[start DATA FOR THIS TASK]
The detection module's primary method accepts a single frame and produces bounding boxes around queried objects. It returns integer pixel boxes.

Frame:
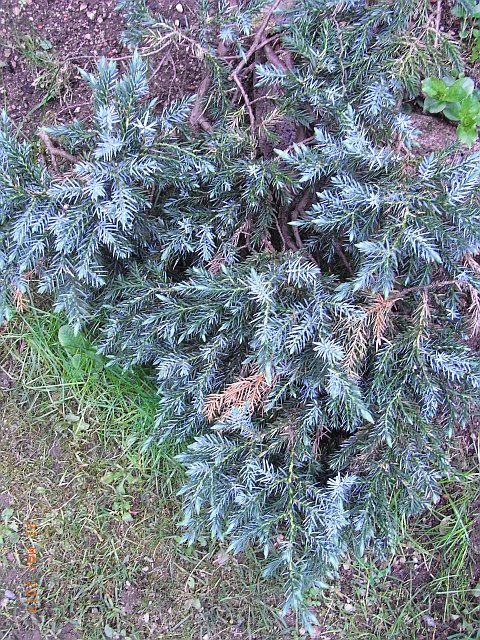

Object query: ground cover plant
[0,0,480,628]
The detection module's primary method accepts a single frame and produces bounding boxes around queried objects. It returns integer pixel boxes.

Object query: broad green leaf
[422,78,447,98]
[458,96,480,119]
[423,97,447,113]
[58,324,89,351]
[443,102,460,122]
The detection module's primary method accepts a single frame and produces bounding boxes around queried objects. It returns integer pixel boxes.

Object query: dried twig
[433,0,442,49]
[38,130,78,171]
[230,0,282,80]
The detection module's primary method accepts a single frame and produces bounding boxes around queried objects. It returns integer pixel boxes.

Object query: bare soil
[0,0,480,640]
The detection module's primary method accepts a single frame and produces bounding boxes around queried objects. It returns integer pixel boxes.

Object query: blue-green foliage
[0,0,480,624]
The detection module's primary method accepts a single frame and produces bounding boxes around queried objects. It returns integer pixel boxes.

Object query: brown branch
[392,280,460,300]
[230,0,282,80]
[433,0,442,49]
[190,73,212,128]
[264,44,287,72]
[289,191,310,249]
[38,130,78,171]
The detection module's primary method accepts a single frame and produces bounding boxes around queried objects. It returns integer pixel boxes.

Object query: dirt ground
[0,0,201,128]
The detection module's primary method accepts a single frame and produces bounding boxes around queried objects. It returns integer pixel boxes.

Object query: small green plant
[17,34,73,106]
[422,76,480,145]
[452,0,480,62]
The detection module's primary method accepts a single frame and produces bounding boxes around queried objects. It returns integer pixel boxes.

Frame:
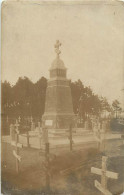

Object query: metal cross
[54,40,62,58]
[91,156,118,195]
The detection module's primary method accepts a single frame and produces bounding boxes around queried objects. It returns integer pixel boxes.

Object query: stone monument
[42,40,74,129]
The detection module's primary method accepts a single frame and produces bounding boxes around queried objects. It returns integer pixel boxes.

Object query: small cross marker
[91,156,118,195]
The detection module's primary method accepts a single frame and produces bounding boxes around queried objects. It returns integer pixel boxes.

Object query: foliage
[1,77,120,118]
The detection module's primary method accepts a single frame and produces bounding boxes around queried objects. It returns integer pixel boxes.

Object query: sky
[2,1,124,106]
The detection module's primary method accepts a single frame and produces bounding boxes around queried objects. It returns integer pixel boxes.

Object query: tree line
[1,77,122,118]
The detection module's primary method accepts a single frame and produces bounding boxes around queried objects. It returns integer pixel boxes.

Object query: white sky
[2,1,124,106]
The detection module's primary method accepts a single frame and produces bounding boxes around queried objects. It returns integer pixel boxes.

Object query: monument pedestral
[42,41,75,130]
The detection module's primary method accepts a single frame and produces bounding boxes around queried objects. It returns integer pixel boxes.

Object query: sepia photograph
[1,0,124,195]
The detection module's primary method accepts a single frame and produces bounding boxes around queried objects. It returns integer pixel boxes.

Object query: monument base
[42,113,75,131]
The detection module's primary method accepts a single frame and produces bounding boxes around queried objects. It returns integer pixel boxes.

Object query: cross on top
[54,40,62,58]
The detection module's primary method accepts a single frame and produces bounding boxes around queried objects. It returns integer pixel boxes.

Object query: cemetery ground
[1,143,124,195]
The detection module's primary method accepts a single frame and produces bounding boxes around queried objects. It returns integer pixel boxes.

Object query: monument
[42,40,74,129]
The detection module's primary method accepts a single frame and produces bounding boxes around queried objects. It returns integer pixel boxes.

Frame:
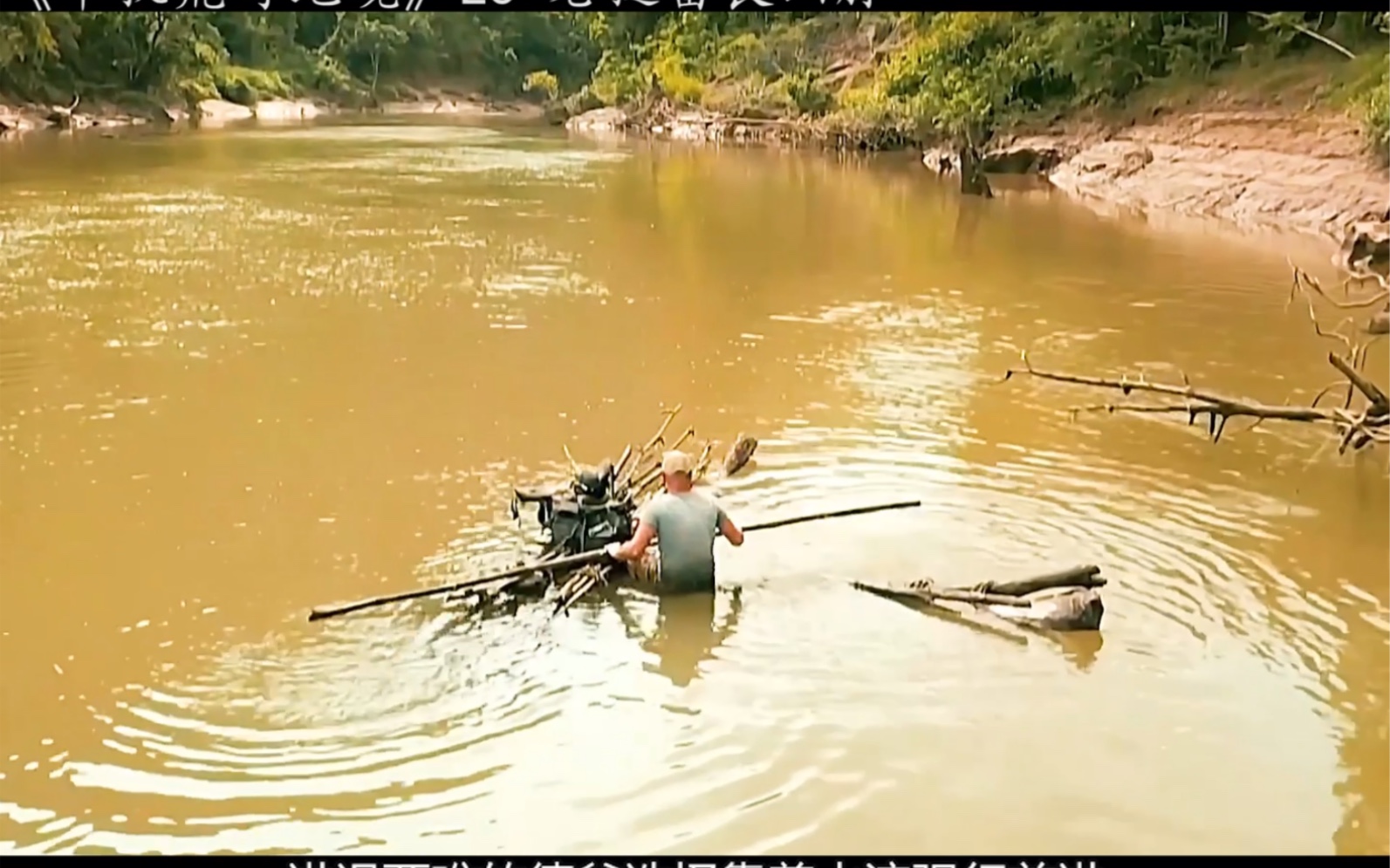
[end DATA FOR THIS TASK]
▶ [STATED EXERCISE]: Please pick out each line of the listing above that contains the word "green", and copy those lines.

▶ [RESPONSE]:
Object query: broad green leaf
Object query: blue-green foliage
Object query: small green plant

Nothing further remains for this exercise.